* Start SUPPLIED RECORDS *

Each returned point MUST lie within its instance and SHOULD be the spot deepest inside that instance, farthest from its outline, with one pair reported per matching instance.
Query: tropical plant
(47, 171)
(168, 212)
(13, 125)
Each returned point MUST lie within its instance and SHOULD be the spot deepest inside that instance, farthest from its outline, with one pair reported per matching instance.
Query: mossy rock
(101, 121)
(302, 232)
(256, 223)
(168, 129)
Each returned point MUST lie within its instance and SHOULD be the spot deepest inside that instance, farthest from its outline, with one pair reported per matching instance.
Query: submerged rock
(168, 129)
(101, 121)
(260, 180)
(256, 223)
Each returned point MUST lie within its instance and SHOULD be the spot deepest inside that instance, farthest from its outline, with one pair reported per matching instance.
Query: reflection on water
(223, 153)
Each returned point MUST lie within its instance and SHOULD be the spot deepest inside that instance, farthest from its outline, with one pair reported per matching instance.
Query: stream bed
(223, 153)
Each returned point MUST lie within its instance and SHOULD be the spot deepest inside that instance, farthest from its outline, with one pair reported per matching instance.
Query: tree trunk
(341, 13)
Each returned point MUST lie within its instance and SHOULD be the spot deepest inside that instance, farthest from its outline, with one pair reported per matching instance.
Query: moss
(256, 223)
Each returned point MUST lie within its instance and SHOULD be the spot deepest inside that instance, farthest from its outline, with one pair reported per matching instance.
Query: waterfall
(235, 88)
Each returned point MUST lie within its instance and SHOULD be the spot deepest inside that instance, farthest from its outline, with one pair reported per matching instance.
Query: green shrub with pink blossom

* End SUPPLIED RECORDS *

(SHORT TASK): Could you arrange every line of the items above as a numbered list, leaving out any blank lines?

(SOLUTION):
1. Each returned point MUST lie within its instance and SHOULD be the spot deepest inside that instance, farthest from its outline, with one pair reported per matching instance.
2. Query: tropical plant
3. (47, 171)
4. (168, 212)
5. (13, 125)
6. Each returned point MUST lie within its instance and SHOULD be the spot deepest inside that instance, farthest from its outline, with one pair reported per matching instance.
7. Query: mossy rock
8. (101, 121)
9. (302, 232)
10. (256, 223)
11. (168, 129)
12. Each returned point MUST lie within its instance and SHOULD be the spot deepest inside that instance, farthest from its outline, with one pair reported per matching instance.
13. Query: submerged rock
14. (168, 129)
15. (101, 121)
16. (260, 180)
17. (256, 223)
18. Each returned point MUST lie within its instance and SHOULD be the spot deepest inside that instance, farthest from its outline, with one pair reported per matching instance.
19. Query: reflection on water
20. (223, 153)
21. Each returned point MUST lie within its instance and SHOULD be the spot deepest inside that instance, farthest from its outline, with one pair reported per matching instance.
22. Query: stream bed
23. (223, 153)
24. Each returned point MUST lie within its instance and SHOULD be the spot deepest inside that instance, farthest from its outline, with one pair reported per matching instance.
25. Query: tree trunk
26. (341, 13)
27. Each returned point MUST lie within its instance and SHOULD be the spot deepest inside that instance, farthest from its outline, with one pair reported per matching instance.
28. Query: moss
29. (256, 223)
30. Each returned point MUST lie within its instance and SHOULD be the spot deepest inside that instance, farthest from its outline, with one pair reported per matching instance.
31. Query: waterfall
32. (235, 88)
33. Each returned point MUST lie within its instance and SHOULD be the spot deepest inside that instance, farthest from its outline, with one pair reported per matching instance.
34. Query: green shrub with pink blossom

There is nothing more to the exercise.